**PASSAGE SHOWN:**
<<<<
Although described as used in a modular plug connector, the present invention would be useful in any type of connector to reduce cross talk in a connector where it is desirable to initially position a substantially planar array of conductors in the connector for termination.
As best seen in Figs. 1 and 7, connector 20 includes a cantilever latch arm 50 having a first portion 51 integrally formed with connector 20 which extends outwardly away from the connector 20 and a free end portion 52 joined to the first portion by a living hinge 53. Free end portion 52 extends downwardly toward top wall 25 of connector 20 terminating in close proximity to top wall 25 such that free end portion 52 is less likely to tangle with other latch arms 50 of other connectors 20 in a package of connectors 54, see Fig. 14, or snag on other surfaces when in use. Latch arm 50 prevents snagging or tangling of the latch arm while allowing free unimpeded access to latch arm 50 in use to facilitate release of connector 20 from a jack.
Another embodiment is depicted in Figs. 15-17, showing a connector 55 having a tangle free latching arm 56 with common features as described and numbered above is depicted in Figs. 15-17. Connector 55 includes a inset or depression 57 formed in top wall 25 of connector 55, which is disposed to receive the distal tip 58 of free end portion 52 such that tip 58 extends below the surface of top wall 25 and does not leave any gap between tip 58 and top wall 25 to prevent any possibility of another object snagging there between.
While the particular preferred embodiments of the present invention has been shown and described, it will be obvious to those skilled in the art that changes and modifications may be made without departing from the teachings of the invention.

Claims

A connector for terminating a plurality of conductors of a plurality of conductor pairs, comprising:
first means for initially positioning the conductors in a substantially planar array; and

second means for positioning at least one of the conductors away from another one of the conductors such that cross talk between the conductor pairs is reduced.
>>>>
Coordinate annotation entries
<<<<
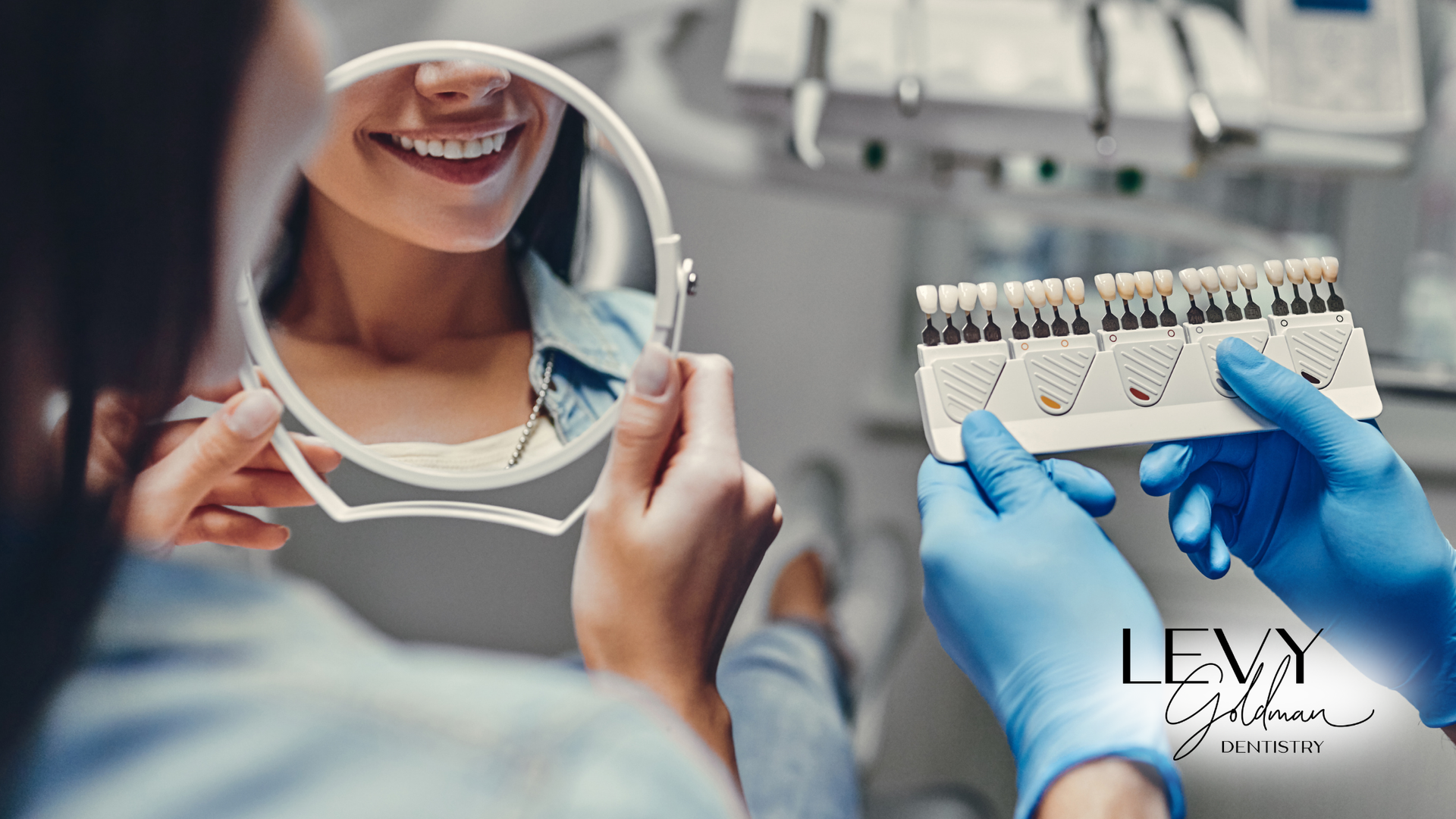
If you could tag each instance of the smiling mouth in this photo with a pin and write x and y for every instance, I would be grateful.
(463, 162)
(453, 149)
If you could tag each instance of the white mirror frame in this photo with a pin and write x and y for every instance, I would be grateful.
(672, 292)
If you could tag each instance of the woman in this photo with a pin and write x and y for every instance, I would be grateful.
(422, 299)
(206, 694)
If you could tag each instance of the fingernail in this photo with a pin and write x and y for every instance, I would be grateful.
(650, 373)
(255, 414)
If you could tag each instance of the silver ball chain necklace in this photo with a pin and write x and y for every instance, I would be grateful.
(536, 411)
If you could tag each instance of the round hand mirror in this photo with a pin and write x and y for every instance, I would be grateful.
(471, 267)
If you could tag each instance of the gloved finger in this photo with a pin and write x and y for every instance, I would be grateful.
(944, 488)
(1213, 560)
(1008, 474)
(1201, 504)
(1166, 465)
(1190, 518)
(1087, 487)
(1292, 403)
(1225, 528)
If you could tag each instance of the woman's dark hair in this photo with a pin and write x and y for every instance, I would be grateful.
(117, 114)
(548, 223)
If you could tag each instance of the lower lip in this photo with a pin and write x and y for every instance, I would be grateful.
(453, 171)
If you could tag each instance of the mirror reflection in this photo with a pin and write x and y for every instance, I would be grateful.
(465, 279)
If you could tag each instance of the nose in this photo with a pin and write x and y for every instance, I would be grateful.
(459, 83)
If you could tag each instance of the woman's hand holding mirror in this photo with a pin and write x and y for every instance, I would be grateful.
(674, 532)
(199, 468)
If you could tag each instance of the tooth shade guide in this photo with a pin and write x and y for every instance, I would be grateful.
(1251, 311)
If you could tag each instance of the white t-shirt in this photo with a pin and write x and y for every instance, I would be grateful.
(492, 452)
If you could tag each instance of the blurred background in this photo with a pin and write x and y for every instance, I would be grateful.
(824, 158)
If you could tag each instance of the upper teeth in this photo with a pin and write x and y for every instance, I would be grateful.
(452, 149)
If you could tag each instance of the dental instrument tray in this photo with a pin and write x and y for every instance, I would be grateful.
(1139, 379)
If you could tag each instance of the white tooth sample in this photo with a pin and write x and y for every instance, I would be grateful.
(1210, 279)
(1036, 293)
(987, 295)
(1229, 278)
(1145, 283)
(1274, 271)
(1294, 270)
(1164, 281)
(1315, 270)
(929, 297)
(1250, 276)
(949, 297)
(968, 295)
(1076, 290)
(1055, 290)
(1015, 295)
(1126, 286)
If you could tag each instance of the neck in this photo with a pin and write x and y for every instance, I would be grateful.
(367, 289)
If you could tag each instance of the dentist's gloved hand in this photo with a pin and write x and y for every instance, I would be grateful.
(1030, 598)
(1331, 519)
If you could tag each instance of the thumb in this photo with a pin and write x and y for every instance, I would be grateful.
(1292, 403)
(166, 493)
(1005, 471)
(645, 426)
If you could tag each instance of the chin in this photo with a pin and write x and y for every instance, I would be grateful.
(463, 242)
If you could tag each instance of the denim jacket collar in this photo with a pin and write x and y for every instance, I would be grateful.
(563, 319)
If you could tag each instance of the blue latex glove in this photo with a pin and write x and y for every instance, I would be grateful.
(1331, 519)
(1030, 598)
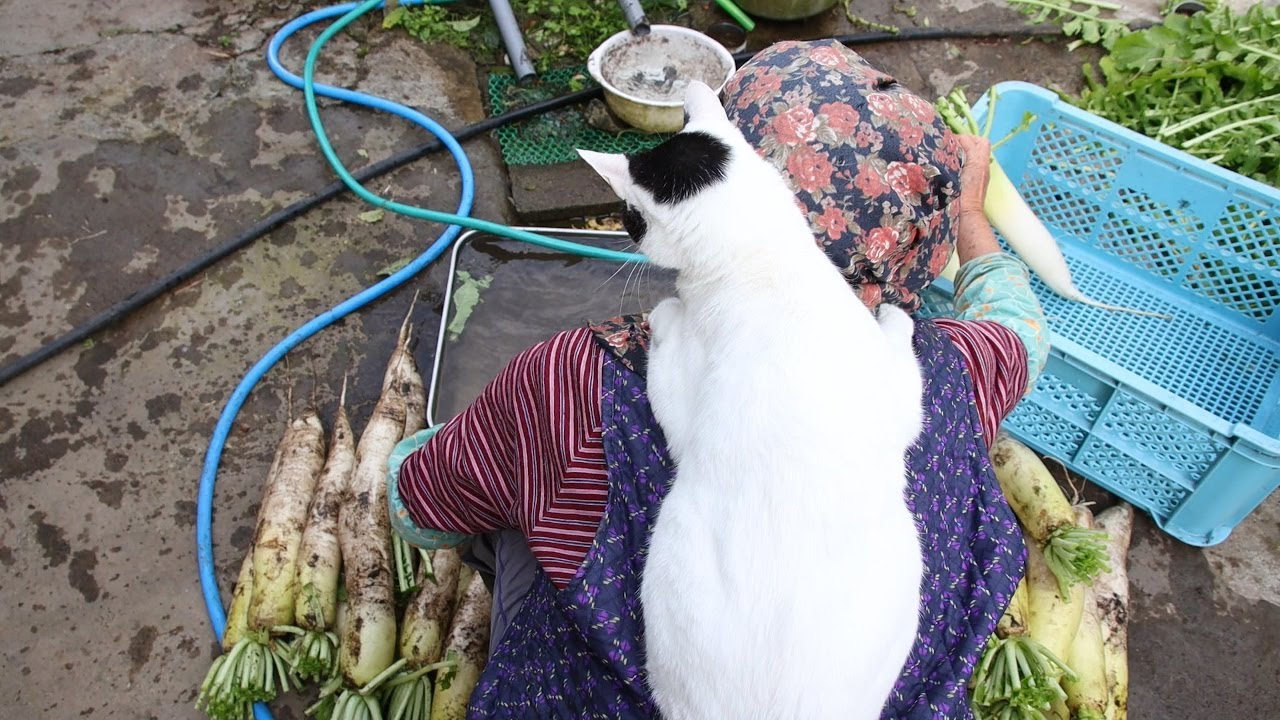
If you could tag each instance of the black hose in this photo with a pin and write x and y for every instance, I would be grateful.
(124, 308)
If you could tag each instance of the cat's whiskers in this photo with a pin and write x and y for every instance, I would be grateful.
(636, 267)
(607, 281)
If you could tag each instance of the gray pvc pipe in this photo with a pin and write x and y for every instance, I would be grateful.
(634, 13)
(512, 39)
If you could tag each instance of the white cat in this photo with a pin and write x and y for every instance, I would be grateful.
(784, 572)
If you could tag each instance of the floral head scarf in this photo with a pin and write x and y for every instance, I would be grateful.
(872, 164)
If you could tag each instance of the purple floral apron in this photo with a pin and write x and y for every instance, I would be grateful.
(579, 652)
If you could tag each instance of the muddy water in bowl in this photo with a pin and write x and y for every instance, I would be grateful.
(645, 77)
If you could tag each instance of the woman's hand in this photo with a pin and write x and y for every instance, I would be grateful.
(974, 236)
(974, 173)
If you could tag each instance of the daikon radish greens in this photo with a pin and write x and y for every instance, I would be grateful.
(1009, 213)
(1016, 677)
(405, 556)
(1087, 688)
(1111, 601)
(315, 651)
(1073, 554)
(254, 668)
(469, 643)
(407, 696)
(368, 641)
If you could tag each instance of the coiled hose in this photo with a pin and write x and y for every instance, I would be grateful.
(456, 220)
>>>>
**TO DO:**
**a)** Based on the patent excerpt, say whether each statement agrees with it, answering yes or no and quoting the deciding words: (i) the free end portion of latch arm 50 is attached to the first portion by a living hinge; (ii) in connector 55, the distal tip of the free end portion sits above the surface of the top wall; (iii) the invention is described as useful only in modular plug connectors.
**b)** Write out the wording of the patent excerpt starting with "Another embodiment is" and going on through "snagging there between.".

**RESPONSE LIST:**
**a)**
(i) Yes: "a free end portion 52 joined to the first portion by a living hinge 53"
(ii) No: "tip 58 extends below the surface of top wall 25"
(iii) No: "the present invention would be useful in any type of connector"

**b)**
Another embodiment is depicted in Figs. 15-17, showing a connector 55 having a tangle free latching arm 56 with common features as described and numbered above is depicted in Figs. 15-17. Connector 55 includes a inset or depression 57 formed in top wall 25 of connector 55, which is disposed to receive the distal tip 58 of free end portion 52 such that tip 58 extends below the surface of top wall 25 and does not leave any gap between tip 58 and top wall 25 to prevent any possibility of another object snagging there between.